→ TEXT FOR ANALYSIS:

The person you are following is likely following someone else and it may take you to places you don’t actually want to go.

Think about it.

Fairy tales and the world around us

Most of us eventually figure out that Santa Clause is not real. We do this by slowly putting together the pieces of how it would be impossible to travel the world and serve every child. We deduce that it just isn’t possible. We can’t find him, therefore, he must not be real. Yet, those who continue to believe still haven’t seen the real Santa. They are chasing a feeling.

That feeling of belief is important to all of us. To believe in a better world is a feeling. To believe in community, equality, civility, connection–all feelings of beliefs–since we can’t touch it or see it.

Believing can sometimes ignore the facts. While important, however, we can’t ignore what the data is saying when it contradicts our belief system. That intersection of tension is a hurdle to overcome because often they are not compatible with each other. Yet, our beliefs inform so much of the decisions we make to build the world as we see it.

Getting creative

What is that? What does it mean to be creative?

To me, it is a process of putting pen to paper. In other words, doing the work. Not sitting around, hemming and hawing. Not bargaining with the lizard brain to get in the mood.

It is simply working. And when it is over, then we say, “That was creative.” Not before.

Dropping the ball

We notice when someone misses a deadline or is late for an appointment. We create social contracts, invisible agreements with only our word that we will deliver.

What we don’t see is what is happening behind the scenes.

Someone working multiple jobs to get ahead, relationship struggles, debt, opportunity, belief in oneself–we only assume.

My theory is we assume the worst out of people when it is more inconvenient on our part. Meaning it is easy to be compassionate towards others when it doesn’t directly affect us. Much harder to give the benefit of the doubt to someone when we feel the discomfort of someone dropping the ball.

Planting seeds

When we plant a seed, we have to nurture it for it to grow. And over time, with some luck, you get a tree. A tree that you may never get to enjoy. That to me is against so much of our natural instincts. To do something in the long run that has nothing to do with me.

There’s nothing more satisfying in my opinion. Doing something that goes unnoticed by the masses but perhaps changes the course for the few who choose to pay attention to what is happening.

Dreams and desires

They are not always in sync. Desires get in the way of our dreams all the time. We envision how the world and ourselves should look. And the conflict gets worse when we feel further from our dreams from where we started. Marshmallows are everywhere and how we are able to deal with that tension of denying something now for something better tomorrow is indeed one of the challenges of our times.

Priorities

When I drop my kid off at school, the crossing guard urges me to not linger and to keep moving. The crossing guard doesn’t know if my seat belt is on or if I like to watch as my kids go into the building. The crossing guard is focused on moving the masses. My priority is different. I am concerned about my kids, myself, and then everyone else.

We saw this with the pandemic and we see it all the time in our culture. The crossroads of making decisions for what is good for the commons and what is best for me. I’ll add another layer to what is best for the future. Because the decisions we make today are making an impact on those who are not even born yet.

The culture works better when we work together, and at the same time, we are forced to take care of ourselves. For thousands of years, we lived in tribes. We lived in a small, tight nit community where it was easy to see the decisions affect your neighbors. We don’t live in that type of world anymore. If you drop a piece of trash, no one will notice. Amplifying this feeling of isolation that none of the decisions I make matter.

The reason why it is so difficult to make these decisions is because of the priorities we have made in our culture—efficiency, reliability, predictability, and profits. But if we valued resiliency, creativity, and equality the decisions we make would look different.

→ EXTRACTED INFORMATION:
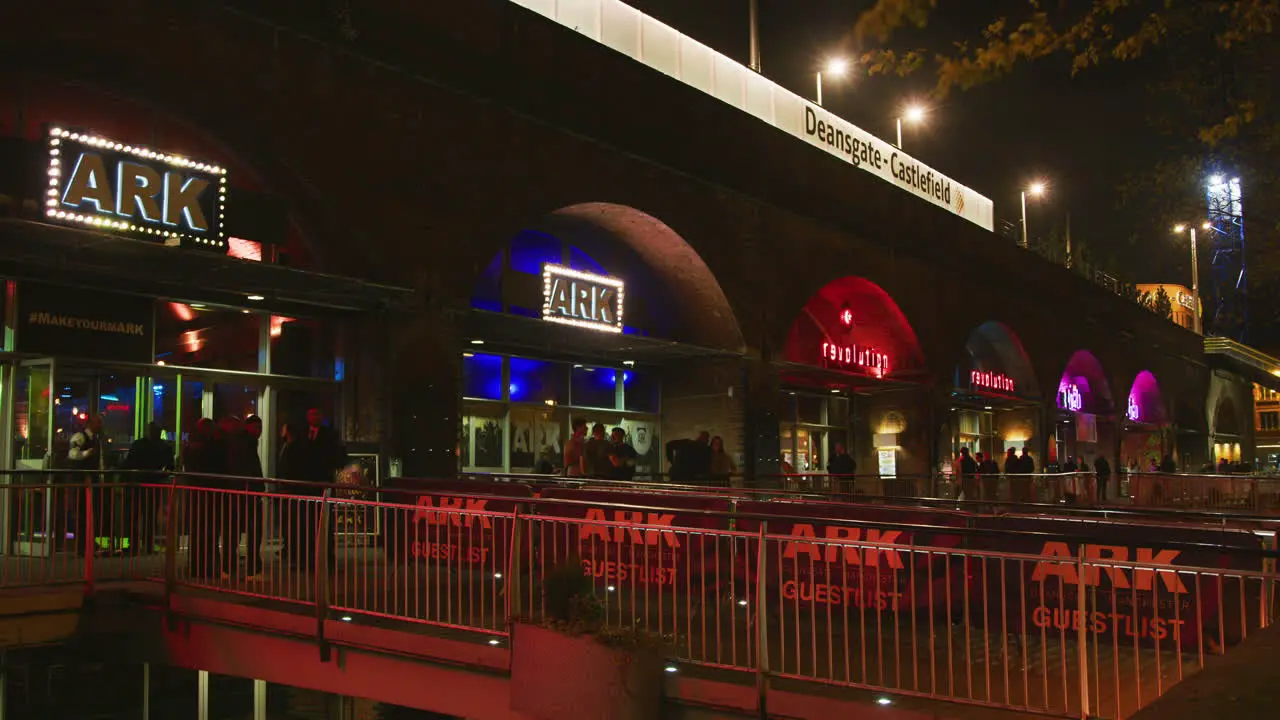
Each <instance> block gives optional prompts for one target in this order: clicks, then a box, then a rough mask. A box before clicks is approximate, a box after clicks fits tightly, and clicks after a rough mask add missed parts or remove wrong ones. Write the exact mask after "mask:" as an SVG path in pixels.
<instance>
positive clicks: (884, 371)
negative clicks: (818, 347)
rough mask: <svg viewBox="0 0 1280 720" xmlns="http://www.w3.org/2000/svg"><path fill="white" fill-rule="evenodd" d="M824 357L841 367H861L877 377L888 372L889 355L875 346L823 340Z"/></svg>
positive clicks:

→ LIST OF TASKS:
1) Retype everything from "What is that?" down to "behind the scenes." in the essay on beliefs, creativity, and priorities, keeping every word unchanged.
2) According to the essay on beliefs, creativity, and priorities, which four priorities has our culture made that make these decisions so difficult?

→ ANSWERS TO THE EXERCISE:
1)
What is that? What does it mean to be creative?

To me, it is a process of putting pen to paper. In other words, doing the work. Not sitting around, hemming and hawing. Not bargaining with the lizard brain to get in the mood.

It is simply working. And when it is over, then we say, “That was creative.” Not before.

Dropping the ball

We notice when someone misses a deadline or is late for an appointment. We create social contracts, invisible agreements with only our word that we will deliver.

What we don’t see is what is happening behind the scenes.

2) Efficiency, reliability, predictability, and profits.